*** Opening of Dataset content ***

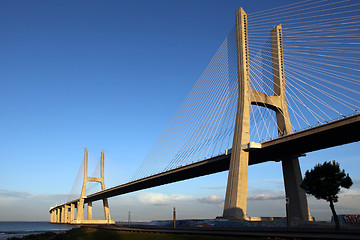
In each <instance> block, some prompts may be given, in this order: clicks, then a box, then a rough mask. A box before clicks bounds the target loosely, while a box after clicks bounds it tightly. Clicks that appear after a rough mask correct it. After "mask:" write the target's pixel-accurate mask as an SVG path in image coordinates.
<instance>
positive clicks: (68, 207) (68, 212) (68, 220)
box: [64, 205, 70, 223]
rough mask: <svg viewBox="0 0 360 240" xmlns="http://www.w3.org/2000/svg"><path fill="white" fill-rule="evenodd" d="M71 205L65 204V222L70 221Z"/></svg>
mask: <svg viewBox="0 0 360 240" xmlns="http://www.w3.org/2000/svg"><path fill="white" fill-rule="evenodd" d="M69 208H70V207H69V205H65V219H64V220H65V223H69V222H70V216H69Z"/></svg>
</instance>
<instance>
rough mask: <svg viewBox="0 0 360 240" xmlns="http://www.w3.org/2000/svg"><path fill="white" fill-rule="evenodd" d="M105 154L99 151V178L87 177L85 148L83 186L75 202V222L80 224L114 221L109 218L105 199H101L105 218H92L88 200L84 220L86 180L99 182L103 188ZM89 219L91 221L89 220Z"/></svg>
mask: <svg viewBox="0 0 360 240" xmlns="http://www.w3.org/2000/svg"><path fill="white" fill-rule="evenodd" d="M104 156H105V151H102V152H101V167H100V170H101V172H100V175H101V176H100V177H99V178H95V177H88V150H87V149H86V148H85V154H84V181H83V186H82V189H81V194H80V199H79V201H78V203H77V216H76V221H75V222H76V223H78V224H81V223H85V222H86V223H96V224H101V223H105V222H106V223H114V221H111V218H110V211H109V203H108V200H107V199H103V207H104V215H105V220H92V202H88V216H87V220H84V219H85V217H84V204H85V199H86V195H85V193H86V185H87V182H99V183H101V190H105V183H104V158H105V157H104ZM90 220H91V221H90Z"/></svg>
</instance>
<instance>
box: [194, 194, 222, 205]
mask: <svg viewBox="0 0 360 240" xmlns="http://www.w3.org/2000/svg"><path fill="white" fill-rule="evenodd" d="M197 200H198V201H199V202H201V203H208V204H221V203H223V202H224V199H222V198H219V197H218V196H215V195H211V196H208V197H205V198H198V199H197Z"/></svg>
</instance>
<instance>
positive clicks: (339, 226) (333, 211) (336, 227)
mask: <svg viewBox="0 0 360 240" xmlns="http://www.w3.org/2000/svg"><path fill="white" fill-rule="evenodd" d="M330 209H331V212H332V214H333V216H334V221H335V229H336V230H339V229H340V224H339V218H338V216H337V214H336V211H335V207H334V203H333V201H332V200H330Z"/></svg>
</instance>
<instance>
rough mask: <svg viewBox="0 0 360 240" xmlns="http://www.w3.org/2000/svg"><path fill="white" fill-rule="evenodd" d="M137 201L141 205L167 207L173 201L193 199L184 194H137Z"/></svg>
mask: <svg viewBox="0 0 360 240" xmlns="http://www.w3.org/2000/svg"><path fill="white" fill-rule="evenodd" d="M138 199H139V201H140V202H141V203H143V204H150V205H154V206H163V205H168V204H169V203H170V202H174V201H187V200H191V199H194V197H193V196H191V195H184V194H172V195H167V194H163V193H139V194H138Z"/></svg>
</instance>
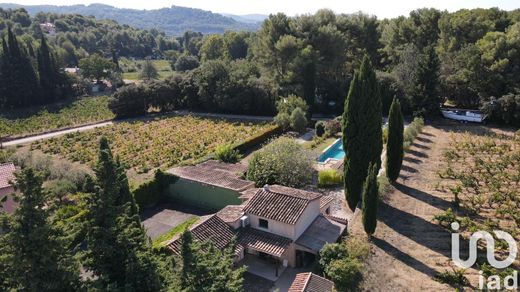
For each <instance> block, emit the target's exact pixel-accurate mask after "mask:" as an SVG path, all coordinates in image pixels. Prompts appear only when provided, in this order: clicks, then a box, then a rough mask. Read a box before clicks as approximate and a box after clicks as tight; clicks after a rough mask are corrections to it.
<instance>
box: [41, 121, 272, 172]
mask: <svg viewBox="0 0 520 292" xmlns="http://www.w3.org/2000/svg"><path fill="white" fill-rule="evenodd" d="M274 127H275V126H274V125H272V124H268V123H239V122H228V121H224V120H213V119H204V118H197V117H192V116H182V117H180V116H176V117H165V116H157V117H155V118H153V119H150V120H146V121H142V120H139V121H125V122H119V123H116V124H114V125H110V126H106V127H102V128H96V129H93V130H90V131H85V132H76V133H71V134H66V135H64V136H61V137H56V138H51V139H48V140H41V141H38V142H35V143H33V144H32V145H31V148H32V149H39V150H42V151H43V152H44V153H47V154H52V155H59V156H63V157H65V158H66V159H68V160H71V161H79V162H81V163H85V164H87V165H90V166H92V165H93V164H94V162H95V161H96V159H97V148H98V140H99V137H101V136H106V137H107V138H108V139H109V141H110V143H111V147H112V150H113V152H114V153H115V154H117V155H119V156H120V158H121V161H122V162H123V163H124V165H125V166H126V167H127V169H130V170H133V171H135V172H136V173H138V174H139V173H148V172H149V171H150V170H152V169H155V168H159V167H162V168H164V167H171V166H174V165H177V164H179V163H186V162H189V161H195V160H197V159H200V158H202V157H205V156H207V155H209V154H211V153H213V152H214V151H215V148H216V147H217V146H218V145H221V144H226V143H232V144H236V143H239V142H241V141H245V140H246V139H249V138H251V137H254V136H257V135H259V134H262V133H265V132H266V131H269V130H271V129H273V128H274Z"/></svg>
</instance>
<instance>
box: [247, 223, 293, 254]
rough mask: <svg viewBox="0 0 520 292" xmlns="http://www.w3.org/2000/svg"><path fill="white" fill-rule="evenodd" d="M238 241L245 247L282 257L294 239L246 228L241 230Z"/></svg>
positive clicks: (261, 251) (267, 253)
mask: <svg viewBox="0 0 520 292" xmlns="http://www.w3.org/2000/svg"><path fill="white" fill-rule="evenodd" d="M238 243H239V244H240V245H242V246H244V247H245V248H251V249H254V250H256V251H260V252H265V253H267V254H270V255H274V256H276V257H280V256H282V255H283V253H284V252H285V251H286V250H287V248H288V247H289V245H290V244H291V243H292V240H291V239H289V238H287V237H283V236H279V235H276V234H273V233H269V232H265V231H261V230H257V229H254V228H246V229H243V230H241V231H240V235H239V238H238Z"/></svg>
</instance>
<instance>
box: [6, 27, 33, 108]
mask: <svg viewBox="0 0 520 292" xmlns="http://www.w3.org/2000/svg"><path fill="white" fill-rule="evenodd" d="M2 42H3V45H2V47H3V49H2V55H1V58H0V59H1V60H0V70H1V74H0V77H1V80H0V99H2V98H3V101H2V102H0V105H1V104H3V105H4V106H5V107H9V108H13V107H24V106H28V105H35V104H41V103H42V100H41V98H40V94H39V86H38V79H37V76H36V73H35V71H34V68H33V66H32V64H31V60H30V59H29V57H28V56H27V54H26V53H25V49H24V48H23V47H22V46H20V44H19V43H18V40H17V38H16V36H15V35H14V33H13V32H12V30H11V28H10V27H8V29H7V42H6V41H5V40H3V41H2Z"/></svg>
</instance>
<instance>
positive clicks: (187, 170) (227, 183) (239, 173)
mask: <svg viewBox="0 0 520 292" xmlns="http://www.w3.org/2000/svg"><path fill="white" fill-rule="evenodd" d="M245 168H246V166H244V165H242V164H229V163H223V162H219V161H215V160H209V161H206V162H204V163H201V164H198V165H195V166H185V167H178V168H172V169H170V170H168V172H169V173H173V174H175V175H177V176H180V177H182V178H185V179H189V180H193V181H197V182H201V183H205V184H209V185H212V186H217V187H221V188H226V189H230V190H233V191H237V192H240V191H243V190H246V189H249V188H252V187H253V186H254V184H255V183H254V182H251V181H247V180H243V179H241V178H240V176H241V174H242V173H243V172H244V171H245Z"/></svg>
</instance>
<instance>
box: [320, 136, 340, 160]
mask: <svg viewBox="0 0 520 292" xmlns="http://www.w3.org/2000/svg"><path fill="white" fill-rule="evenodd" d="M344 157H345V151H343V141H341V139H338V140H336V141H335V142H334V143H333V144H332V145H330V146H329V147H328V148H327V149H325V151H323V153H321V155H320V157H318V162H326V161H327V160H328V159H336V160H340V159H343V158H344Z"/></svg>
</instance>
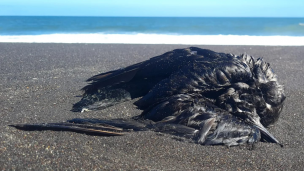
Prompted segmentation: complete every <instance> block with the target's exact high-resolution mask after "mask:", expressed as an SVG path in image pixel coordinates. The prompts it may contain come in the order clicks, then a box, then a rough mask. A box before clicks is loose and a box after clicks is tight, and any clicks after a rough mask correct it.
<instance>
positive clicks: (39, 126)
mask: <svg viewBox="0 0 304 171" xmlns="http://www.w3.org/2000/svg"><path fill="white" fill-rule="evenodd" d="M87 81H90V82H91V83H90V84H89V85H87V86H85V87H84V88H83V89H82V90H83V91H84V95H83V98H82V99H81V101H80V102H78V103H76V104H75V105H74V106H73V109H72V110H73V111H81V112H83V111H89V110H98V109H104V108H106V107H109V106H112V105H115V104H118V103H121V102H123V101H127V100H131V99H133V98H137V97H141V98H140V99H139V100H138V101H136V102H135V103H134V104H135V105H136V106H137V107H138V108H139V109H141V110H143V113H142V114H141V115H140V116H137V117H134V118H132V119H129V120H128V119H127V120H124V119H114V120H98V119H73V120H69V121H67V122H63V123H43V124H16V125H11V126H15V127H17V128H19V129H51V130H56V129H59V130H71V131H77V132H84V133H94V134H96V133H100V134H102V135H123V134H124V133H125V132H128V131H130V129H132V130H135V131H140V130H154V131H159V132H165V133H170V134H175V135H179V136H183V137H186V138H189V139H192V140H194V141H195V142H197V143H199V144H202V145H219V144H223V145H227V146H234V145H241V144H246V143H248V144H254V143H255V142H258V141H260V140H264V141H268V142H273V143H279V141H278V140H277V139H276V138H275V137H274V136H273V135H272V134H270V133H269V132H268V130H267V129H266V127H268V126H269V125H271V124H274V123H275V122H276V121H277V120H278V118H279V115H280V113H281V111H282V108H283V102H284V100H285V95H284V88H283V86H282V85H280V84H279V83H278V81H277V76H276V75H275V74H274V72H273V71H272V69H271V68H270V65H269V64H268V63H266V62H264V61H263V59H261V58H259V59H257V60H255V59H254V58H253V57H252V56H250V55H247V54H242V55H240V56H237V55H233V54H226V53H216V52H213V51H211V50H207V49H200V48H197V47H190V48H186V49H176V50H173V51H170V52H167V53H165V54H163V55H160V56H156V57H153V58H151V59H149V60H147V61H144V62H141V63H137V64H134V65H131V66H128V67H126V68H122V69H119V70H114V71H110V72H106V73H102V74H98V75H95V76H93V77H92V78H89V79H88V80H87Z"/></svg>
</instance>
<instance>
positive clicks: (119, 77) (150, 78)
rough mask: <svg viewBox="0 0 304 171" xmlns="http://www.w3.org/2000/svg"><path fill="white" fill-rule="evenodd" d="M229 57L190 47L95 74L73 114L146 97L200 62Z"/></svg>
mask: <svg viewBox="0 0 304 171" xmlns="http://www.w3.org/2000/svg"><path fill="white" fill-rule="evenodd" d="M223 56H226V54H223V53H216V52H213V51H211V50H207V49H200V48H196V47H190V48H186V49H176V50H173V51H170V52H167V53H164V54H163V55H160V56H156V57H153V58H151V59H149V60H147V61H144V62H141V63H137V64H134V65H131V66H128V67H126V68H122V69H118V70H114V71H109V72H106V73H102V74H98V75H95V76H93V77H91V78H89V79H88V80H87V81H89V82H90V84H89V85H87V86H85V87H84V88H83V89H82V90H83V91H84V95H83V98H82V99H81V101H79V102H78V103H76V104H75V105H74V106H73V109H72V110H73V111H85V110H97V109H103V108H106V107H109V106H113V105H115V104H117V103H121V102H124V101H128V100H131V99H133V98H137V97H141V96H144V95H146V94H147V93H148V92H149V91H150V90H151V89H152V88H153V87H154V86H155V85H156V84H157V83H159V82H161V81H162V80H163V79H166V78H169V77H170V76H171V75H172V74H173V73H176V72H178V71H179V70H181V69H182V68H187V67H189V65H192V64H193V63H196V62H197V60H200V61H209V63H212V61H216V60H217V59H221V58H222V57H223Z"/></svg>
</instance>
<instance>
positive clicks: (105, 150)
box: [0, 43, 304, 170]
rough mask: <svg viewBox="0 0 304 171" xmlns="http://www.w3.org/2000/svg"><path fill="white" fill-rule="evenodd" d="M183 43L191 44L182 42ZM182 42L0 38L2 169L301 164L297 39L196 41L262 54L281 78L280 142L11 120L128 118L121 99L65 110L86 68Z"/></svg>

*** Close of Dataset content ***

- Directions for this task -
In the records above, find each line holding "then" and copy it.

- Solution for this task -
In each <instance> block, some prompts may be given, in this order: clicks, then a box, then a rough mask. A box before clicks bounds the target loosely, while a box after clicks bounds it tightly. Clicks that appear after a rough mask correct it. After "mask:" write the target's pixel-accurate mask as an SVG path in image coordinates.
For each <instance> block, emit the target's exact pixel-accurate mask after "mask:" as an SVG path, all coordinates in image pixels. Prompts appear only when provided, in this order: clicks, then a box, then a rough mask. Read a box before clicks as approximate and a box after clicks as tight; clicks after a rough mask are corrections to it.
Prompted segmentation: complete every <instance> block with the target's exact high-resolution mask after "mask:", expressed as an SVG path in image pixel coordinates. The prompts it may contain come in the order clicks, then a box, then a rough mask. A box before clicks is loose and a box after clicks is tight, and any clicks after a rough mask correct it.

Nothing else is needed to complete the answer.